#### Instructions to follow:
The introduction on Volterra integral equations with highly oscillatory kernels has a sentence right after its displayed equation. List every symbol that sentence defines, each with the meaning it is given.

1. INTRODUCTION

Integral equations with oscillatory kernels have numerous applications in many fields of sciences and engineering like electrostatics, mechanics, fluid mechanics [1, 2], and many others. Among these, the Volterra integral equations (VIEs) with convolution type kernels are the most important (see, for example, [35] and references therein). For accurate computations of highly oscillatory integrals of convolution type, many methods have been developed over the years. In many cases, exact analytical solutions of such type integral equations with highly oscillatory kernels cannot be obtained in a closed form. Consequently, numerical methods may be a good alternative for efficient computation of such type of models (see, for example, [6, 7]). Some of the best numerical methods developed very recently can be found in [810]. The most important feature of such problems is the oscillation parameter \(\omega\gg 1\), which occurs in the kernel of integral equations and thus becomes extremely oscillatory. In that case, most of the standard collocation methods may face difficulty when applied to solving integral equations with large oscillations [8, 1114].

First-kind Volterra integral equations of more general form that have been studied numerically in the past can be found in [6, 1517]. The specially developed methods, where an integral is approximated, contain a large oscillation parameter. The computations of such integrals by quadrature methods are always difficult and require high costs [18, 19]. The Filon-type approximate methods have been proved to be the best for approximating integral equations with highly oscillatory kernels [11, 2022]. More research is still needed to fully explore the oscillatory behavior of such oscillatory integral equations theoretically and numerically. In this study, the main objective is to approximate VIEs with highly oscillatory kernels of convolution type by a transform based method. The VIEs with highly oscillatory kernels considered in this study are defined by

$$\int\limits_{0}^{t} \kappa(x,t)e^{i \omega g(x,t)} F(x,y(x)) dx=f(t), ~~ t \in [0,T], $$
(0.1)

where \(\omega\) is the oscillation parameter, \(\kappa(x,t)\) and \(g(x,t)\) is the difference kernel and oscillator, respectively, \(f(t)\) is some smooth function, and \(F\) is an unknown nonlinear function. So, we replace the unknown nonlinear function by another unknown linear function and solve the new linear VIE with highly oscillatory kernels.

#### Provided data:
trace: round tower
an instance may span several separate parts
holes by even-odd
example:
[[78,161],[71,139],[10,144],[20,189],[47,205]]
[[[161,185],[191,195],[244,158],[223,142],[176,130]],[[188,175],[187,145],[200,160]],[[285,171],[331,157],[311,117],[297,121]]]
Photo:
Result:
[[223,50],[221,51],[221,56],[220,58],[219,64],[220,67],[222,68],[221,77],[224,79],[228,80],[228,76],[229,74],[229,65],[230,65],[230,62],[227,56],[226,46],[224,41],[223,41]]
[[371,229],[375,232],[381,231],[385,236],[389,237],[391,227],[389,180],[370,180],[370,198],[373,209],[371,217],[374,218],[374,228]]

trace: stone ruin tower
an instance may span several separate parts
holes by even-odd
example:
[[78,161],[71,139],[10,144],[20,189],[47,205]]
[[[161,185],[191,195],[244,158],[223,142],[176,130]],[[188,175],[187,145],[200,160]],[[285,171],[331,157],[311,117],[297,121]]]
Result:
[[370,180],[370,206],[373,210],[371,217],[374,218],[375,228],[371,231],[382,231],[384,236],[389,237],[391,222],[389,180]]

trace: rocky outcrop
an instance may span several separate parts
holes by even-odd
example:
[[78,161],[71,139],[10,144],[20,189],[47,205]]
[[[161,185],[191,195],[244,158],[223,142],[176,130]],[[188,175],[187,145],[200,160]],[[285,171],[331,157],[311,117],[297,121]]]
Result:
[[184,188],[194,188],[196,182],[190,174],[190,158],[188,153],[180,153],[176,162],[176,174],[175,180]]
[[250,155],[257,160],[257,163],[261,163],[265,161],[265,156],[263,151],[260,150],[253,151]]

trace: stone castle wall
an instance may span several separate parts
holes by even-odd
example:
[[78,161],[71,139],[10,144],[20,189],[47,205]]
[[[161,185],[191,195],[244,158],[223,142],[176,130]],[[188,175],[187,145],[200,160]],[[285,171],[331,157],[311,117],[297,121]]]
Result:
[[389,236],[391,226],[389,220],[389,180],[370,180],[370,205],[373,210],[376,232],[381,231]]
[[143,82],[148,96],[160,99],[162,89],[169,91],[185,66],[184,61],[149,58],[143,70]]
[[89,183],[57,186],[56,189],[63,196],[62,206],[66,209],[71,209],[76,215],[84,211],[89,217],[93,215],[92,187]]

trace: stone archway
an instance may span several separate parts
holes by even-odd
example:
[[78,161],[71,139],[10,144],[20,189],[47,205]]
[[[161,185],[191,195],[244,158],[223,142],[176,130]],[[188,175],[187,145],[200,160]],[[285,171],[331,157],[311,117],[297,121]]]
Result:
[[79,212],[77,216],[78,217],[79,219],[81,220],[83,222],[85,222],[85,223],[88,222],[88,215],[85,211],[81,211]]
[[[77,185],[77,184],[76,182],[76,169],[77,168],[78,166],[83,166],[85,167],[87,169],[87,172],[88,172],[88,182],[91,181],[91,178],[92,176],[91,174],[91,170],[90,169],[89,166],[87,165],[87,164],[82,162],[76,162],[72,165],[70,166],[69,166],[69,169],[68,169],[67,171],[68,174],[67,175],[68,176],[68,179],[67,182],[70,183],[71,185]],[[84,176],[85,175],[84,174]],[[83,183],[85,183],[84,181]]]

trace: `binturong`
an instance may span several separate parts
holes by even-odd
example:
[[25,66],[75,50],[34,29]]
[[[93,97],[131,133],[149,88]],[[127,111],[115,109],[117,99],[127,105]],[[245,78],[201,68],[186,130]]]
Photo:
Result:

--

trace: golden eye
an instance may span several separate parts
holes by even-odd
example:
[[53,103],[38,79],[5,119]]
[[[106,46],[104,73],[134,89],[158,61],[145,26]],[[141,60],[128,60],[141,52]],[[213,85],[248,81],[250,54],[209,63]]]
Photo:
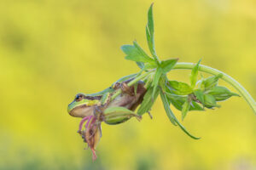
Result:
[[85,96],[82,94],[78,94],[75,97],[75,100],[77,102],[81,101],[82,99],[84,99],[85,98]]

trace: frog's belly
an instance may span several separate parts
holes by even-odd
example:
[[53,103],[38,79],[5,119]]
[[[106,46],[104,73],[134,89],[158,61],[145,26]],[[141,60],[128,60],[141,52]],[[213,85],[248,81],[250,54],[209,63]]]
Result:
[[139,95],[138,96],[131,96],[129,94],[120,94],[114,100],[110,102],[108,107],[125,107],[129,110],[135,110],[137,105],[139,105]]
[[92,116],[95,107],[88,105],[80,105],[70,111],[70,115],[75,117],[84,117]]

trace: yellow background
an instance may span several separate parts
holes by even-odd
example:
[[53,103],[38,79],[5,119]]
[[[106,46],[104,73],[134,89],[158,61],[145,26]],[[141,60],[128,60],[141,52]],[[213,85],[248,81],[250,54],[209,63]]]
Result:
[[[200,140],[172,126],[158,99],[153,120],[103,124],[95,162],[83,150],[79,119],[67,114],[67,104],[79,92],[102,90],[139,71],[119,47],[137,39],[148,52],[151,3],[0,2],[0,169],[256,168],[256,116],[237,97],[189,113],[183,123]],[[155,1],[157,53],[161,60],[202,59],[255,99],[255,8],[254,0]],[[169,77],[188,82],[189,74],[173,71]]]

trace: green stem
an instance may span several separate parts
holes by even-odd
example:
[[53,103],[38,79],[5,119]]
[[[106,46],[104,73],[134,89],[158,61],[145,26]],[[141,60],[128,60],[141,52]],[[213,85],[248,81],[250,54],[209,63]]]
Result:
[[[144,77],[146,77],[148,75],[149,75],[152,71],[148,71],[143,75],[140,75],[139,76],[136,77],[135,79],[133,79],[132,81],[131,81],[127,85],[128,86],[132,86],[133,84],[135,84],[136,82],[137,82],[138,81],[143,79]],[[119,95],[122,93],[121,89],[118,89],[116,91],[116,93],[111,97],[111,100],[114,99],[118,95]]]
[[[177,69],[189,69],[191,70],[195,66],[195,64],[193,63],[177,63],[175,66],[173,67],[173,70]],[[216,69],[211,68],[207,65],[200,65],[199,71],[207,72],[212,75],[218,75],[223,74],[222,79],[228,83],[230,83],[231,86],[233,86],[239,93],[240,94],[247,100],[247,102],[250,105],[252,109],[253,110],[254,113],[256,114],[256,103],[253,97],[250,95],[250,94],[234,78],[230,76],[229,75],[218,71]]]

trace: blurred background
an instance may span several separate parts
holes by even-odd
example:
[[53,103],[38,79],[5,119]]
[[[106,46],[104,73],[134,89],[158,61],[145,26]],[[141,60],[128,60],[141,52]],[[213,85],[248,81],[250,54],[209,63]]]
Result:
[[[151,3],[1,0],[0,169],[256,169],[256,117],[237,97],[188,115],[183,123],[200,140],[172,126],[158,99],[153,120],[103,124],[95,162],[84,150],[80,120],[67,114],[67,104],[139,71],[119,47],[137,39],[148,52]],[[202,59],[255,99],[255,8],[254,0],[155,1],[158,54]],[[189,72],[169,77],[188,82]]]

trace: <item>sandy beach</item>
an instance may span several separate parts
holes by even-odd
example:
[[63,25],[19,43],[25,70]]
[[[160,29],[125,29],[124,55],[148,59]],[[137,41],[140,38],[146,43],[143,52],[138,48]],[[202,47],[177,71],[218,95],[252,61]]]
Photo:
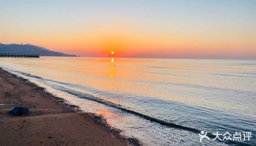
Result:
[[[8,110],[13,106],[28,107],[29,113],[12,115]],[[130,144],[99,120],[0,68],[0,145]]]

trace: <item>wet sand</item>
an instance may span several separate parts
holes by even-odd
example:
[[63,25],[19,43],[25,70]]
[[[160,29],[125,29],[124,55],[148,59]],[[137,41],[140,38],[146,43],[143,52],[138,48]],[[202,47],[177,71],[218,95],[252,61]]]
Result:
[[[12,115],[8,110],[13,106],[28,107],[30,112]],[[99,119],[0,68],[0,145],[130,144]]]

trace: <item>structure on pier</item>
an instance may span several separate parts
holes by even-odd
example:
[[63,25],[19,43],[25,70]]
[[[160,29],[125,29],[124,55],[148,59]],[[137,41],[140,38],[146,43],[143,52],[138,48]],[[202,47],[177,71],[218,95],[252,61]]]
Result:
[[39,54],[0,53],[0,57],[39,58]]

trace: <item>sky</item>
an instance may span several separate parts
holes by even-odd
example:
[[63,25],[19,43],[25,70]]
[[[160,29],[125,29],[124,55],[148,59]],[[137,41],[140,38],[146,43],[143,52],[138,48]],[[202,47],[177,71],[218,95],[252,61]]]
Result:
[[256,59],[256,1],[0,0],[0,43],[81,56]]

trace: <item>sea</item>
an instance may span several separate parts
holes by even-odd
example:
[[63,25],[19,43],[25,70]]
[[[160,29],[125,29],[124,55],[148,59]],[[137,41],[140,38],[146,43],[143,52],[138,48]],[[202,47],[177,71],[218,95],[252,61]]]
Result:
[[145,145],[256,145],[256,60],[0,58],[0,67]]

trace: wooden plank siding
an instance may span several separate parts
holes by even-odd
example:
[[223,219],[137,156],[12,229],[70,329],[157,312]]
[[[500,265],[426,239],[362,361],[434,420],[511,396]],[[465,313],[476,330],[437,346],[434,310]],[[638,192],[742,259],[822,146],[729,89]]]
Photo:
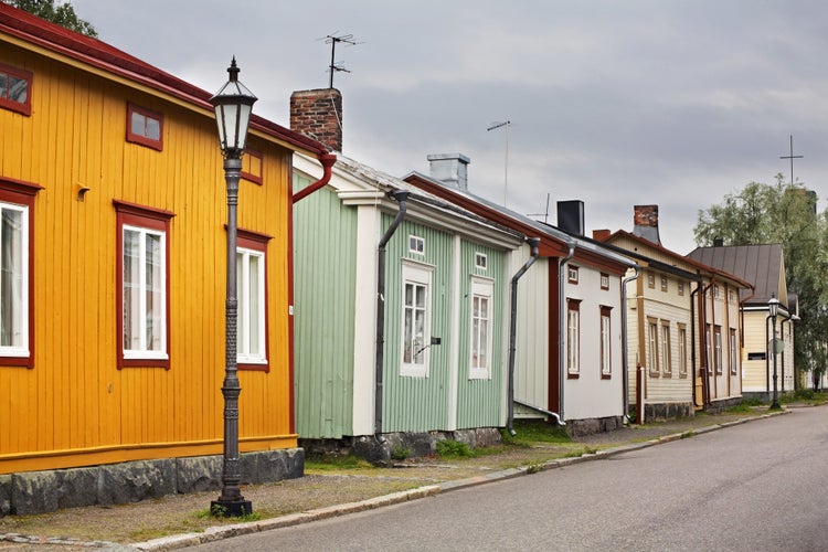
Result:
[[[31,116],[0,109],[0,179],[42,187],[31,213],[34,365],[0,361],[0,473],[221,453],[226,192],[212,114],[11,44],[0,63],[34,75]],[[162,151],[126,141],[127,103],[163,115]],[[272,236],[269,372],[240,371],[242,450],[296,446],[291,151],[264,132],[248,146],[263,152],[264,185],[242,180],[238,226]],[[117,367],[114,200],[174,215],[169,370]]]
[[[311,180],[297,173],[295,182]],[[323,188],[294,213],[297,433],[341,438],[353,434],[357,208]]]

#### Exercise response:
- ω: the oscillation parameter
- κ(x,t): the difference kernel
- g(x,t): the oscillator
- f(t): some smooth function
- F: an unknown nonlinear function